◆ Problem statement
Convert the material below, from the line containing "Objective — one point per instance of the dead" through the line containing "Target: dead tree", into a numbered list. Include both of those lines and skip any blank lines.

________

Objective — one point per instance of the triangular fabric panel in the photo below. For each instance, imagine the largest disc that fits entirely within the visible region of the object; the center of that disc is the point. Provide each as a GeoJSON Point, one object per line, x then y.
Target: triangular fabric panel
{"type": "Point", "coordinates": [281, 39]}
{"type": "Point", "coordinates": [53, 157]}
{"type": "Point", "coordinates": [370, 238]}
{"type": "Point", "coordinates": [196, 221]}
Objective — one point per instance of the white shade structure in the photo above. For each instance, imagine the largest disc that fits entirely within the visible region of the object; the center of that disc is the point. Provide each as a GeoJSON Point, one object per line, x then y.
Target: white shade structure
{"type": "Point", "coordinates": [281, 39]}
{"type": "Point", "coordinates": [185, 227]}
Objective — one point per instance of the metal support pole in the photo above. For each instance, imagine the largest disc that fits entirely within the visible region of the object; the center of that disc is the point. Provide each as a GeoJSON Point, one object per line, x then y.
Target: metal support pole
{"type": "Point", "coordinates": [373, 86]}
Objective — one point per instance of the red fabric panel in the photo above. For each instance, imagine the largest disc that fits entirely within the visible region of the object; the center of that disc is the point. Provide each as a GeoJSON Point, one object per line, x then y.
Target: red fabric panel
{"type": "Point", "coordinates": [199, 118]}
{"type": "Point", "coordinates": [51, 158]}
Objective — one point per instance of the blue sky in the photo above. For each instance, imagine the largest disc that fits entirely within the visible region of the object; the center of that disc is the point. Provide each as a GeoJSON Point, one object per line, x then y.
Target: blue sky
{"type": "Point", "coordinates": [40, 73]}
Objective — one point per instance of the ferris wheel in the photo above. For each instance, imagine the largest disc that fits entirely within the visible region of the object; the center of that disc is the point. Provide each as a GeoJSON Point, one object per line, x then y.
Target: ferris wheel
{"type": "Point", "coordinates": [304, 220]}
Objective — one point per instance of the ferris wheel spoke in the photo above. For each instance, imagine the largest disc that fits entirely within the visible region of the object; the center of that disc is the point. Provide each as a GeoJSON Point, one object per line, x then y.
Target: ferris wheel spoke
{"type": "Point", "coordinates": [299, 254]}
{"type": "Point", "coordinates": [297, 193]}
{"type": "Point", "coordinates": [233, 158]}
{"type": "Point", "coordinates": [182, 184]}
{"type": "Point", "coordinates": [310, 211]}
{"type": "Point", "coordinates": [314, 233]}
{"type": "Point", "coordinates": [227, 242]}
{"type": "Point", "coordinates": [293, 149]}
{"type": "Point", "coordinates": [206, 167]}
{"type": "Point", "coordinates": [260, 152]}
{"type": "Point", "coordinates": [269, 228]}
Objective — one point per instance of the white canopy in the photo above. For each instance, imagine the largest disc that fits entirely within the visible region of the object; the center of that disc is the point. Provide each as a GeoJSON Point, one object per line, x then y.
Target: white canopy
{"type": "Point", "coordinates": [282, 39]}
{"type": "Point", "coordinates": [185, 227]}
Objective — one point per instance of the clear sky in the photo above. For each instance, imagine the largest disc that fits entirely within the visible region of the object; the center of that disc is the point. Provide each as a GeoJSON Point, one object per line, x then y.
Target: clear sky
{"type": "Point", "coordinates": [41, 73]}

________

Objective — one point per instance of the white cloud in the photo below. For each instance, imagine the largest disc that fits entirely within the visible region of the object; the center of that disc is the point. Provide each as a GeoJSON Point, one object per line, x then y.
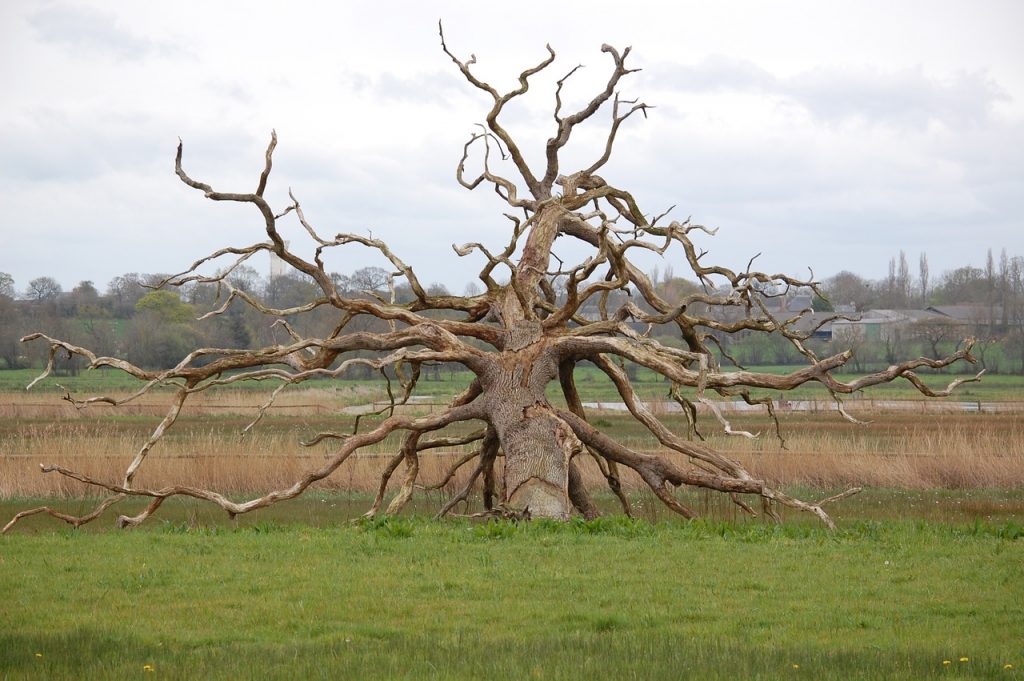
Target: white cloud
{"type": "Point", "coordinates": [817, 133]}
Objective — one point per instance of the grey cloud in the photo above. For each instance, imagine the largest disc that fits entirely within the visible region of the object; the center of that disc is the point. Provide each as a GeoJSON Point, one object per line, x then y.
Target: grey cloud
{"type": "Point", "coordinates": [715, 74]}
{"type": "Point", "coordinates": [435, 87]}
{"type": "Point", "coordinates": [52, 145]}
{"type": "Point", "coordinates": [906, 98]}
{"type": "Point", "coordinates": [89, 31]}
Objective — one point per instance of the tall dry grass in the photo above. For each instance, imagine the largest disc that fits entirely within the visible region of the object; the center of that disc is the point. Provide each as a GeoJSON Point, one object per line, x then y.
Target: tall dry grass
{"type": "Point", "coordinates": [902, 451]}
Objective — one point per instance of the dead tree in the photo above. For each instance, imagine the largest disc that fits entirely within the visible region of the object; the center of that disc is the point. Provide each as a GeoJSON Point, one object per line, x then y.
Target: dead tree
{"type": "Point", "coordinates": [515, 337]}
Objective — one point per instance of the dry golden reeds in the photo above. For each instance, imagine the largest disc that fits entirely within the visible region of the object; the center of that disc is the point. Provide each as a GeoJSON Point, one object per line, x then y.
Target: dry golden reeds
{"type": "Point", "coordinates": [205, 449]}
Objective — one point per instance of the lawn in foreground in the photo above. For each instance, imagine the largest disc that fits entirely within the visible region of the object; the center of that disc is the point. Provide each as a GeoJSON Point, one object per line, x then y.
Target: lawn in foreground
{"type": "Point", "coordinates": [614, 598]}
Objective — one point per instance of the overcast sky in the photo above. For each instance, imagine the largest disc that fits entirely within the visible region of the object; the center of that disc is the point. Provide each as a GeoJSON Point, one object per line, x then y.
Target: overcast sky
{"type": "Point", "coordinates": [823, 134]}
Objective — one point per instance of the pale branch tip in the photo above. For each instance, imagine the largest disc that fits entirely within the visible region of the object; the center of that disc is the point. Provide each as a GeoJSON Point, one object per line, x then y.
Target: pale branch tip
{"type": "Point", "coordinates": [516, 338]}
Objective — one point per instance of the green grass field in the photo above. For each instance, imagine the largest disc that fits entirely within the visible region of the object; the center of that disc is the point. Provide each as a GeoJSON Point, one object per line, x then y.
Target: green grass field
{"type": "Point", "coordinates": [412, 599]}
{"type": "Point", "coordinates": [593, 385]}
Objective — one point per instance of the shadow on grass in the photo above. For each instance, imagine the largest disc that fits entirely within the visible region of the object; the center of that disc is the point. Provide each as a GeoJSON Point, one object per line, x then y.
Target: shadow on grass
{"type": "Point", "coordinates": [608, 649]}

________

◆ Solution for this exercise
1. Objective — one point per instance of the dead tree in the photo above. For each instance, imagine the largest disc that fits entirely within the visible region of the object; the center of that disc is the point. Provide each as a GeoJSON Point, one object per line, x then y.
2. Target: dead tree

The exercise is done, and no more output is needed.